* [Excerpt]
:::

Do You Really Need 2 Vaccine Doses if You Already Had Covid-19?
France is the first country to vaccinate people who previously had Covid-19 with only one dose
In many countries, the demand for Covid-19 vaccines greatly outweighs the supply. This has been especially apparent in Europe: Late purchasing, a slow rollout, and problems with distribution have caused the European vaccine campaign to undergo a very shaky start.
France has had an even more troubling vaccine rollout than some of its European neighbors. With a current ratio of 4.12 vaccines per 100 people, France is behind the EU’s average. It trails countries like Germany, Spain, and Italy, and it’s especially far behind its neighbor, the U.K.
The French rollout has been criticized by the media and has faced a growing loss of faith from its citizens. To begin with, the French public was less inclined and relatively skeptical toward the vaccines, but even those who wished to receive a vaccine have sometimes found centers closed because there weren’t enough available doses. Some experts referred to it as a “fiasco.”
France has been seeking a safe way to boost its vaccination campaign and allow more people to receive the vaccine as quickly as possible. This is, naturally, a goal shared by many nations. The U.K., for example, recently took controversial steps in order to make do with the vaccine doses it has. It allowed people to delay the second dose and mix vaccines on rare occasions, stoking debate and criticism from parts of the scientific community.
France has now found a different approach, and it is actually one that many experts agree with.
On February 12, the French Haute Autorité de Santé (High Authority of Health) released a statement announcing two changes in the local protocol.
- A person who previously tested positive for Covid-19 — whether with or without symptoms — will be considered “protected” for a period of between three to six months post-infection as opposed to three months in the original guidelines.
- Within the six-month timeframe, and preferably closer to six months after infection, those who were previously tested positive will now receive only one dose of the vaccine, acting as a booster.
There are two exceptions:
- People with proven immunosuppression will still be vaccinated with the two-dose regime within three months of infection.
- People who developed Covid-19 after receiving the first vaccine dose will receive a second dose but within three to six months of infection.
France is thus the first country in the world to vaccinate people who previously had Covid-19 with only one dose. This decision was based on several recent studies.
One study, which hasn’t yet been peer-reviewed, was conducted by researchers at the University of Maryland who tested antibodies in previously Covid-19-positive health care workers after one vaccine dose. They found a significant antibody response compared with those who were vaccinated without previously being diagnosed with Covid-19.
A second study done by researchers from New York’s Icahn School of Medicine at Mount Sinai, which has also not yet been peer-reviewed, found that among 41 people who previously had Covid-19 and were vaccinated with one dose, antibody levels were up to 10 times higher than those of 68 participants who were never infected and fully vaccinated. The researchers also found that people who were previously diagnosed with Covid-19 more frequently reported side effects after receiving the first dose, further indicating a more robust response.
A third study that was published recently examined 514 staff members at Ziv Hospital in northern Israel who received the first dose of a vaccine, 17 of whom were previously diagnosed with Covid-19. Among these 17 people, a very strong antibody response — nearly amounting to the “full protection” of two vaccine doses — was detected, even in those who were initially diagnosed 10 months prior.

:::

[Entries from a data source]

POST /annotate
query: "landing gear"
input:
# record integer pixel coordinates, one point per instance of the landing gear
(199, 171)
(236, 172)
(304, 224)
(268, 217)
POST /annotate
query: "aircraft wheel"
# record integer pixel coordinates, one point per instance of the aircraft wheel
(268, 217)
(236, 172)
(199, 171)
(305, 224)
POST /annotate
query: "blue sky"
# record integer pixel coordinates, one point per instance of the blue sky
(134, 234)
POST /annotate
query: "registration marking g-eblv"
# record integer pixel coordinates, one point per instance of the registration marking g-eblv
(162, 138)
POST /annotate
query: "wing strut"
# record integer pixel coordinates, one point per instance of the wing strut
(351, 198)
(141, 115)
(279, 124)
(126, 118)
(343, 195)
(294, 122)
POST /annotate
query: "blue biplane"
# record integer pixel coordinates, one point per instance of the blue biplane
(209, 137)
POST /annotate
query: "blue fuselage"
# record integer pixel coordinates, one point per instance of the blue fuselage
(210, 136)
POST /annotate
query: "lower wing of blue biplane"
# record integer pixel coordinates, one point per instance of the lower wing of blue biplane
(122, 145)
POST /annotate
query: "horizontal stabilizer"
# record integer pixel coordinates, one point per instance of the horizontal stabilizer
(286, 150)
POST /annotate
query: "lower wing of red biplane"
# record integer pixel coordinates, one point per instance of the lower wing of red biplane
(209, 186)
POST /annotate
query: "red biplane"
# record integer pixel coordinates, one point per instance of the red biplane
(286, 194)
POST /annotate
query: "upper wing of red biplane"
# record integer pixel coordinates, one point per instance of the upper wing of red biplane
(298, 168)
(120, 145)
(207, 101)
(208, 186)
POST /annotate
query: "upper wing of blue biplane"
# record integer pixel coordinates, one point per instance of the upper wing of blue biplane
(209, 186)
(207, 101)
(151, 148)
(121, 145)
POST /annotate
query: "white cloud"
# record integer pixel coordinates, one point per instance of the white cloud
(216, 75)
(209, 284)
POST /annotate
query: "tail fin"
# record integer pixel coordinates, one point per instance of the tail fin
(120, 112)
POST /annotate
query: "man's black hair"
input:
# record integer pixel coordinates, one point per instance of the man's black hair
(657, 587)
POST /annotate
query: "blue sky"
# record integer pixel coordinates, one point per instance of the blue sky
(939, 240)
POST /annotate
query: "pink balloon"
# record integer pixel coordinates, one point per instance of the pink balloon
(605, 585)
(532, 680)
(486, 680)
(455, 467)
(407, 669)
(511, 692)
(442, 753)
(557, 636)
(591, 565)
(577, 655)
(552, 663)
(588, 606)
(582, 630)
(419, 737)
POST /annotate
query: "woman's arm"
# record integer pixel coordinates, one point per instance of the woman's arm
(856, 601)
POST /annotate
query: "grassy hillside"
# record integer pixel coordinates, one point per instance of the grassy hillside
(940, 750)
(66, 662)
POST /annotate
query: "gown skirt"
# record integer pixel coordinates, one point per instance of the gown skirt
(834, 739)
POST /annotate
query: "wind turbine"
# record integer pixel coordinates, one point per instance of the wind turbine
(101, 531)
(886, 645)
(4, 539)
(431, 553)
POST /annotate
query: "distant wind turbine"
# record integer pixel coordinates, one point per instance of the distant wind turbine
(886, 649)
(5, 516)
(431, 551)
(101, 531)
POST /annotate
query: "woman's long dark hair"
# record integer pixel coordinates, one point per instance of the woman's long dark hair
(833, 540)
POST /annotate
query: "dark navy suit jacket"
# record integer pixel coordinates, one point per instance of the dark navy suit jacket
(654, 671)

:::

* [Task instructions]
1/ Translate this sentence from the article on Covid-19 vaccine doses into Spanish: "France is thus the first country in the world to vaccinate people who previously had Covid-19 with only one dose."
2/ Rewrite the passage of the article on Covid-19 vaccine doses between "On February 12, the" and "three months of infection.", inclusive, swapping "timeframe" for "window".
3/ According to the article on Covid-19 vaccine doses, how many staff members at Ziv Hospital were examined in the third study?
None of the entries above is needed to complete the work.

* [Results of the tasks]
1/ Francia es, por lo tanto, el primer país del mundo en vacunar con una sola dosis a las personas que ya habían tenido Covid-19.

2/
On February 12, the French Haute Autorité de Santé (High Authority of Health) released a statement announcing two changes in the local protocol.
- A person who previously tested positive for Covid-19 — whether with or without symptoms — will be considered “protected” for a period of between three to six months post-infection as opposed to three months in the original guidelines.
- Within the six-month window, and preferably closer to six months after infection, those who were previously tested positive will now receive only one dose of the vaccine, acting as a booster.
There are two exceptions:
- People with proven immunosuppression will still be vaccinated with the two-dose regime within three months of infection.

3/ 514 staff members.